* Extrait à lire *
La
SOUFFRANCE
- La souffrance
- Vient-elle de Dieu ?
-
« Père, si tu
voulais éloigner de moi cette
coupe ! toutefois, que ma volonté ne
se fasse pas, mais la
tienne. »
Luc, 22, 42.
« C'est ici votre
heure et la puissance des
ténèbres ».
Luc, 22, 53.
Parmi les nombreuses objections que l'on fait
à l'Évangile, et qui constituent un
obstacle sérieux à la conversion de
beaucoup, il faut signaler comme l'une des plus
importantes, la souffrance telle qu'elle
existe sous tant de formes
ici-bas et qu'il semble bien difficile, pour ne pas
dire impossible, de concilier avec l'idée
d'un Dieu d'amour et de bonté. Par
souffrance, je n'entends pas parler du mal moral,
du péché, qui évidemment ne
peut venir de Dieu. Sur ce point, la conscience est
catégorique, et c'est une des preuves les
plus authentiques de la vérité du
christianisme que la façon dont il
décharge le Dieu vivant de tout compromis
avec le mal moral.

* Lignes de données *
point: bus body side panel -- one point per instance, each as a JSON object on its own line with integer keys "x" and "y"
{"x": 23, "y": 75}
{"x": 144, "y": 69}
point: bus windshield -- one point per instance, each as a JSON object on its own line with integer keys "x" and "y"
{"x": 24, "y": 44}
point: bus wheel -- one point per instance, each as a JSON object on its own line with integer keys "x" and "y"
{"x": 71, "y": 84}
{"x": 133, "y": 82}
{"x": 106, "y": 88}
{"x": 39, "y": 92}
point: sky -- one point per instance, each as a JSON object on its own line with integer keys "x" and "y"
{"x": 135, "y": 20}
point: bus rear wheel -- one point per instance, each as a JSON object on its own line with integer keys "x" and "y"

--

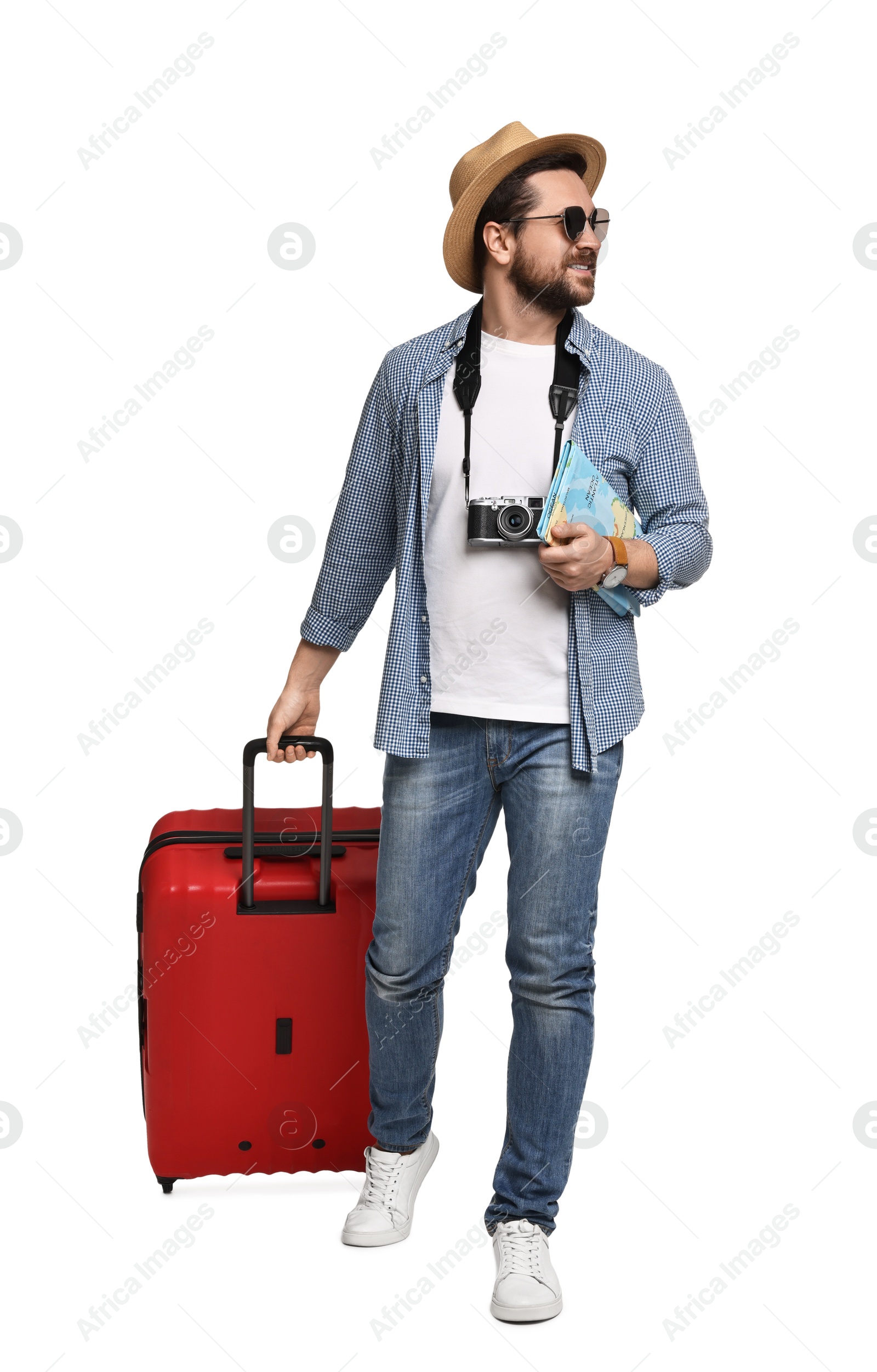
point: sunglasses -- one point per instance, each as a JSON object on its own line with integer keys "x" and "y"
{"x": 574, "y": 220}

* Tâches à réaliser *
A. Indiquez si chacune des affirmations suivantes concorde avec le texte sur la souffrance, en répondant par oui ou par non et en citant mot pour mot le passage qui tranche : (i) l'auteur exclut le péché de ce qu'il entend par souffrance ; (ii) la souffrance y est présentée comme une objection secondaire à l'Évangile ; (iii) le texte admet que le mal moral puisse venir de Dieu.
B. Reprenez le texte sur la souffrance après sa dernière phrase et poursuivez-en le raisonnement.

* Réponses par tâche *
A.
(i) Oui : « Par souffrance, je n'entends pas parler du mal moral, du péché ».
(ii) Non : « il faut signaler comme l'une des plus importantes, la souffrance ».
(iii) Non : « du péché, qui évidemment ne peut venir de Dieu ».

B.
Nous voulons plutôt parler de toutes
les manifestations du mal autres que le mal
moral : souffrance physique, souffrance
intellectuelle, désordre dans l'homme, dans
l'humanité et jusque dans la nature, et
surtout souffrance imméritée
provenant, par exemple, de la faute des parents, ou
de catastrophes survenant tout
à coup et entraînant pour des
innocents des douleurs dont ils ne peuvent pas
être rendus responsables.
La grosse question, qui se pose à
tout esprit non prévenu, est de savoir si
cette souffrance vient de Dieu, ou s'il faut lui
attribuer une autre origine. Dans un livre paru
tout récemment et qui a fait beaucoup de
bien, Adèle Kamm, on voit deux
âmes également pieuses passer l'une et
l'autre par des épreuves
mystérieuses, à bien des
égards révoltantes, et aboutir
à des conclusions diamétralement
opposées. Tandis que l'une attribue toutes
ses épreuves à Dieu, et les
considère comme un signe de la
miséricorde divine, l'autre, au contraire,
est persuadée que Dieu n'est pour rien
dans les siennes, et que, par
conséquent, il ne faut pas l'en rendre
responsable. Pour la première, la souffrance
est l'inspiratrice d'un admirable ministère
que Dieu lui a préparé lui-même
dans son amour ; pour la seconde, la
souffrance est une tentation suprême dont
il faut à tout prix
décharger Dieu, et à laquelle il est
de son devoir d'échapper dans la mesure du
possible.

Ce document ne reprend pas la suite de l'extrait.